---------- Excerpted data ----------

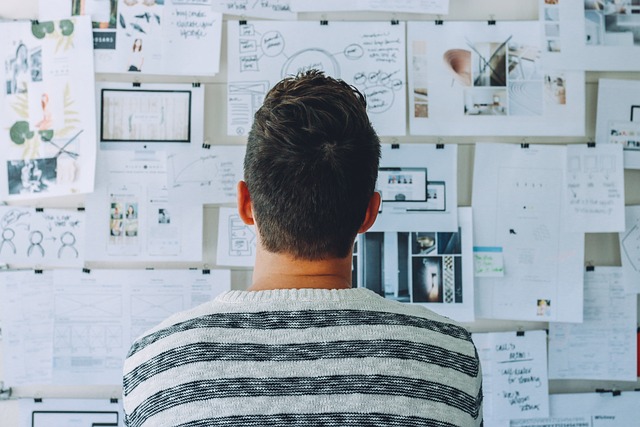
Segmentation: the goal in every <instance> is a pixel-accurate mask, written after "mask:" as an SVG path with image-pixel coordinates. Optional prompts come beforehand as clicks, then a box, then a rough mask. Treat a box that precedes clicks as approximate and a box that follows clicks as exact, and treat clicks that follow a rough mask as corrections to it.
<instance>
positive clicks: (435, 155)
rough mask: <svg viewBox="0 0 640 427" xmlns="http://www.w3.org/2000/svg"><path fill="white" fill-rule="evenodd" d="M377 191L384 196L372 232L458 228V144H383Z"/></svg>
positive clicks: (382, 199)
mask: <svg viewBox="0 0 640 427" xmlns="http://www.w3.org/2000/svg"><path fill="white" fill-rule="evenodd" d="M381 153H382V157H381V159H380V168H379V170H378V181H377V184H376V191H378V192H379V193H380V195H381V197H382V204H381V205H380V211H379V212H378V219H377V220H376V222H375V223H374V225H373V226H372V227H371V230H370V231H406V232H411V231H414V230H420V229H421V228H422V226H423V225H424V224H425V223H428V224H430V227H431V230H432V231H451V232H453V231H456V230H457V229H458V219H457V209H456V206H457V200H456V193H457V190H456V189H457V178H456V174H455V170H456V161H457V160H456V159H457V158H458V151H457V147H456V145H453V144H452V145H442V146H441V147H440V146H438V145H436V144H404V145H391V144H383V145H382V149H381Z"/></svg>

----------

**Instructions for the task:** Put every line of the rows above into a JSON list of strings, one string per line, skipping blank lines. Leave the pictures out.

**Problem solution:**
[
  "Segmentation: the goal in every <instance> is a pixel-accurate mask, written after \"mask:\" as an SVG path with image-pixel coordinates. Optional prompts come beforehand as clicks, then a box, then a rough mask. Treat a box that precedes clicks as approximate and a box that follows clicks as exact, and treat clicks that follow a rough mask as corrections to it.",
  "<instance>",
  "positive clicks: (435, 155)",
  "rough mask: <svg viewBox=\"0 0 640 427\" xmlns=\"http://www.w3.org/2000/svg\"><path fill=\"white\" fill-rule=\"evenodd\" d=\"M377 191L384 196L372 232L458 228V144H383Z\"/></svg>",
  "positive clicks: (382, 199)",
  "mask: <svg viewBox=\"0 0 640 427\" xmlns=\"http://www.w3.org/2000/svg\"><path fill=\"white\" fill-rule=\"evenodd\" d=\"M381 153H382V157H381V159H380V168H379V170H378V181H377V184H376V191H378V192H379V193H380V195H381V197H382V204H381V205H380V211H379V212H378V219H377V220H376V222H375V223H374V225H373V226H372V227H371V230H370V231H406V232H411V231H414V230H420V229H421V228H422V226H423V225H424V224H425V223H428V224H430V227H431V230H432V231H451V232H453V231H456V230H457V229H458V219H457V209H456V206H457V200H456V193H457V190H456V189H457V178H456V174H455V170H456V161H457V160H456V159H457V158H458V151H457V147H456V145H453V144H452V145H442V146H441V147H440V146H438V145H436V144H404V145H391V144H383V145H382V149H381Z\"/></svg>"
]